▸ Given text
************

Containerisation & Orchestration

Docker in DevOps

# Multi-stage build for production
FROM node:16 AS builder
WORKDIR /app
COPY package*.json ./
RUN npm ci
COPY . .
RUN npm run build

FROM node:16-alpine
WORKDIR /app
COPY --from=builder /app/dist ./dist
COPY --from=builder /app/node_modules ./node_modules
EXPOSE 3000
CMD ["node", "dist/index.js"]

Kubernetes Deployments

# k8s-deployment.yaml
apiVersion: apps/v1
kind: Deployment
metadata:
  name: app-deployment
spec:
  replicas: 3
  strategy:
    type: RollingUpdate
    rollingUpdate:
      maxSurge: 1
      maxUnavailable: 0
  selector:
    matchLabels:
      app: myapp
  template:
    metadata:
      labels:
        app: myapp
    spec:
      containers:
      - name: app
        image: myapp:latest
        ports:
        - containerPort: 3000
        livenessProbe:
          httpGet:
            path: /health
            port: 3000
          initialDelaySeconds: 30
          periodSeconds: 10

Helm Charts

Kubernetes package manager

# values.yaml
replicaCount: 3
image:
  repository: myapp
  tag: "1.0.0"

************

▸ Dataset entries
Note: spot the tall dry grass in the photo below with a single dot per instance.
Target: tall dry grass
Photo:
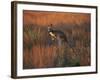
(41, 52)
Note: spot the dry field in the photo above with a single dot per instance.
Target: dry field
(39, 51)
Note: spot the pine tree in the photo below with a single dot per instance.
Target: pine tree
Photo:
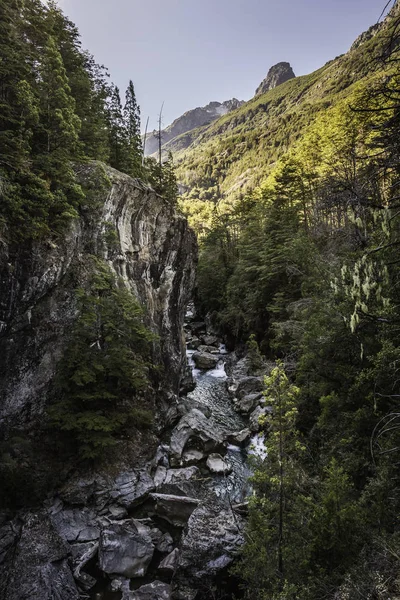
(117, 132)
(279, 510)
(134, 139)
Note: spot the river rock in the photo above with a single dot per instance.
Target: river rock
(125, 549)
(248, 403)
(208, 349)
(254, 423)
(174, 476)
(194, 343)
(157, 590)
(212, 539)
(192, 457)
(76, 524)
(239, 438)
(174, 509)
(169, 563)
(165, 544)
(36, 565)
(249, 385)
(218, 465)
(210, 340)
(194, 425)
(205, 360)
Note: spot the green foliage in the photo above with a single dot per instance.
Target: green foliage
(105, 372)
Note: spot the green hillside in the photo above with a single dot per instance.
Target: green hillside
(234, 154)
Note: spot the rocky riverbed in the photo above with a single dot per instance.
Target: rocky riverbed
(168, 530)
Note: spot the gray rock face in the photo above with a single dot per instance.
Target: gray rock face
(248, 403)
(157, 590)
(125, 549)
(196, 426)
(205, 360)
(277, 75)
(212, 539)
(170, 562)
(249, 385)
(192, 119)
(174, 509)
(218, 465)
(36, 565)
(153, 255)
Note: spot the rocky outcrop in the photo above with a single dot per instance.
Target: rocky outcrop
(190, 120)
(277, 75)
(146, 244)
(51, 553)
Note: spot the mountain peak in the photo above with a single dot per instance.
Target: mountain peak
(277, 75)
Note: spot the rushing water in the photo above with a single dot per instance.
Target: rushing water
(211, 392)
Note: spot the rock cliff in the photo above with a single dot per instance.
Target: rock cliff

************

▸ Task brief
Pick up the containerization and orchestration guide above right after its last line, the image tag in the Helm values.yaml, and keep writing from there.

▸ The reply
  pullPolicy: IfNotPresent

service:
  type: LoadBalancer
  port: 80

ingress:
  enabled: true
  hosts:
    - host: myapp.example.com
      paths: ["/"]

Monitoring & Observability

The Three Pillars

Metrics

Numerical measurements over time

# Prometheus metrics
http_requests_total{method="GET", endpoint="/api/users"} 1234
http_request_duration_seconds{quantile="0.99"} 0.123
memory_usage_bytes 536870912

Logs

Discrete events

{
  "timestamp": "2024-01-15T10:30:00Z",
  "level": "ERROR",
  "service": "payment-service",
  "message": "Payment processing failed",
  "user_id": "12345",
  "error": "Insufficient funds",
  "trace_id": "abc-123-def"
}

Traces

Request flow through services

User Request
  └─> API Gateway (2ms)
      └─> Auth Service (5ms)
      └─> User Service (10ms)
          └─> Database (15ms)
      └─> Payment Service (50ms)
          └─> External Payment API (45ms)
Total: 82ms

Monitoring Stack

Prometheus + Grafana

Metrics and visualisation

# prometheus.yml
global:
  scrape_interval: 15s

scrape_configs:
  - job_name: 'app'
    static_configs:
      - targets: ['localhost:9090']
    
  - job_name: 'node'
    static_configs:
      - targets: ['localhost:9100']

ELK Stack

Elasticsearch, Logstash, Kibana

# logstash.conf
input {
  beats {
    port => 5044
  }
}

filter {
  grok {
    match => { "message" => "%{COMMONAPACHELOG}" }
  }
  
  date {
    match => [ "timestamp", "dd/MMM/yyyy:HH:mm:ss Z" ]
  }
}

output {
  elasticsearch {
    hosts => ["localhost:9200"]
    index => "logs-%{+YYYY.MM.dd}"
  }
}

APM (Application Performance Monitoring)

Tools:

  • New Relic
  • Datadog
  • AppDynamics
  • Dynatrace
// Datadog APM example
const tracer = require('dd-trace').init();

app.get('/api/users/:id', (req, res) => {
  const span = tracer.startSpan('get_user');
  span.setTag('user.id', req.params.id);
  
  getUserFromDatabase(req.params.id)
    .then(user => {
      span.setTag('user.found', true);
      res.json(user);
    })
    .catch(error => {
      span.setTag('error', true);
      span.setTag('error.message', error.message);
      res.status(404).json({ error: 'User not found' });
    })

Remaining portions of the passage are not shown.